The task> Scan the entries below and extract each line with the word "grass" in it.

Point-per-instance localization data
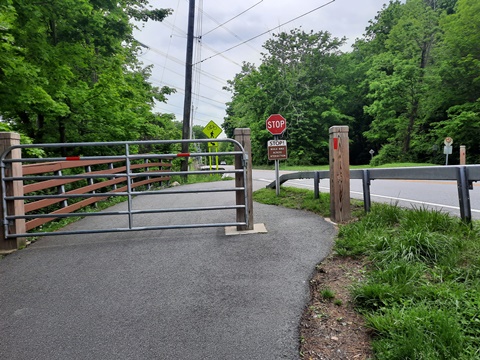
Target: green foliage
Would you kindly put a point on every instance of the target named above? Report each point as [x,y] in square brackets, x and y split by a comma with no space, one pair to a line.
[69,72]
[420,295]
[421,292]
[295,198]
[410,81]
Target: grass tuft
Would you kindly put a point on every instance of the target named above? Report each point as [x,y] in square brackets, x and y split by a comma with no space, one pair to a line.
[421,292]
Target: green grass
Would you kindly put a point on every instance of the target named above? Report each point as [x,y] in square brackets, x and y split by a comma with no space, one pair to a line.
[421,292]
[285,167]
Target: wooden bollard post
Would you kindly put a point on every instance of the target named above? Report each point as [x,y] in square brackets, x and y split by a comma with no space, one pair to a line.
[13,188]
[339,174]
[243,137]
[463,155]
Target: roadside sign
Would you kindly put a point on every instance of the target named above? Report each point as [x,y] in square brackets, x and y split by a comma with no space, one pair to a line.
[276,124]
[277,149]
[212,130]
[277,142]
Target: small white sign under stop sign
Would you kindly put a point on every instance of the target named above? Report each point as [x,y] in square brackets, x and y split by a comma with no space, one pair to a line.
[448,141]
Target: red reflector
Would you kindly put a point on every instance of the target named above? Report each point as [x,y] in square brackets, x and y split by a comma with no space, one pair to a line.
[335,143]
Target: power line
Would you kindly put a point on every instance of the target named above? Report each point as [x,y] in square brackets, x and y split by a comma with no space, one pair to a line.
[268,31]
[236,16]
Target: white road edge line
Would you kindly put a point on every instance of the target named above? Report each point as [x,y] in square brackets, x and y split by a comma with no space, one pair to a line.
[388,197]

Problem solution>
Target: grass tuft
Target: green grass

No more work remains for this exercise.